:: À faire ::
**A)** Redimensionnez toutes les entrées ci-dessous en recopiant chacune de leurs lignes, y compris les lignes de consigne. Dans les réponses, multipliez chaque coordonnée par 0,65, puis arrondissez à l'entier le plus proche, les demis vers le haut.
**B)** Poursuivez l'extrait sur la semaine passée sans voir son propre visage, à partir de sa dernière phrase.

:: Extrait à lire ::
---------------
Ma mission : passer une semaine sans contempler mon viril minois. Une semaine à ne pas savoir si j’ai quelque chose de pogné dans les dents ou des traces de beurre de pinotte dans la face.
Souvent quand je m’improvise cobaye pour des trucs du genre, je ne mesure pas dès le départ l’ampleur de l’exercice. C’était vrai lorsque j’ai donné une journée au hasard, bu quatre Red bull par jour pendant un mois (faites jamais ça) ou été me faire greffer des cheveux.
Même insouciance cette fois-ci, alors que le défi me semblait plus anodin que jamais. Ça, c’était avant que je fasse ce premier constat : nous vivons dans un monde d’images et de miroirs, où il est pratiquement impossible d’éviter son visage.
---------------
:: Matériel fourni ::

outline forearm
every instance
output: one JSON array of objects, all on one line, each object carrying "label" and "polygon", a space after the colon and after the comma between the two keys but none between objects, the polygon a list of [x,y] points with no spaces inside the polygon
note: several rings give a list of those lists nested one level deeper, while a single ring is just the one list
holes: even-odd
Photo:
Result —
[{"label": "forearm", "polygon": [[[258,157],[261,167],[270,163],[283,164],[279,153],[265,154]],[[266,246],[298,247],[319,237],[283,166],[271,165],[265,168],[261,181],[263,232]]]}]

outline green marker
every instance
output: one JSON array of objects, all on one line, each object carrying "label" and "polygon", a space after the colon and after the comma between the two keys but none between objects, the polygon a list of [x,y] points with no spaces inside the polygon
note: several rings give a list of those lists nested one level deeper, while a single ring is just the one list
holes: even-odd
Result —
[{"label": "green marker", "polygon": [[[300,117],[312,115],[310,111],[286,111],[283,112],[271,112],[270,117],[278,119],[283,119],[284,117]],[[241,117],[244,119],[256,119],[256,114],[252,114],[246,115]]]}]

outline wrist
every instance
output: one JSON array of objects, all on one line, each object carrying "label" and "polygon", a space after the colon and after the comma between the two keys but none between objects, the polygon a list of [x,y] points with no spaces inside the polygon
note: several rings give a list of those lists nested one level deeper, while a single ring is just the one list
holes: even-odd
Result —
---------------
:: Résultats attendus ::
**A)**
outline forearm
every instance
output: one JSON array of objects, all on one line, each object carrying "label" and "polygon", a space after the colon and after the comma between the two keys but none between objects, the polygon a list of [x,y] points with no spaces inside the polygon
note: several rings give a list of those lists nested one level deeper, while a single ring is just the one list
holes: even-odd
Photo:
Result —
[{"label": "forearm", "polygon": [[[168,102],[170,109],[176,106],[184,107],[181,99],[172,100]],[[173,160],[194,161],[207,154],[184,108],[176,107],[172,109],[170,118],[171,151]]]}]

outline green marker
every instance
output: one JSON array of objects, all on one line, each object carrying "label" and "polygon", a space after the colon and after the comma between the two keys but none between objects, the polygon a list of [x,y] points with no spaces inside the polygon
note: several rings give a list of those lists nested one level deeper, while a single ring is just the one list
holes: even-odd
Result —
[{"label": "green marker", "polygon": [[[195,76],[203,75],[202,72],[186,72],[184,73],[176,73],[176,76],[181,77],[184,77],[185,76]],[[157,76],[159,77],[166,77],[166,74],[164,74],[160,75]]]}]

outline wrist
every instance
output: one JSON array of objects, all on one line, each object carrying "label" and "polygon", a space after the colon and after the comma between the two keys but none between objects, the polygon a list of [x,y] points with no spaces inside the polygon
note: several rings give a list of those lists nested one level deeper, while a single ring is just the one list
holes: even-odd
Result —

**B)**
Gym, bureau, salle de bain, vitres d’automobile, parois de la douche, vitrines de commerces, écrans d’ordinateur ou de cell : les occasions de se mirer ne manquent pas. Et je ne compte même pas les réseaux sociaux, les plus gros pushers de ta grosse face avec un duckface de toute la galaxie. De nos jours, s’éviter la face demande toutes sortes de contorsions absurdes. Mais bon, c’est pas le genre d’affaires qui m’arrêtent.
Jour 1
J’ai donc masqué tous les miroirs de ma maison avec des couvertures. Pour son plus grand malheur, ma famille, solidaire, allait à nouveau subir un de mes projets reportages. Le verdict n’est pas encore tombé à savoir si c’est pire que de souper avec des trottinettes.
Salle de bain, couloir, vestibule, chambre : j’ai plus de miroirs que je pensais. Je réalise alors à la dure à quel point on se regarde toujours un peu – même à la dérobée – en allant pisser, en se brossant les dents, en enfilant des vêtements. J’ai même dû détourner les yeux en me lavant, pour éviter mon reflet dans la porte de ma douche. Ne pas tricher est ma devise. Sauf dans ma vie conjugale ar ar ar… oups!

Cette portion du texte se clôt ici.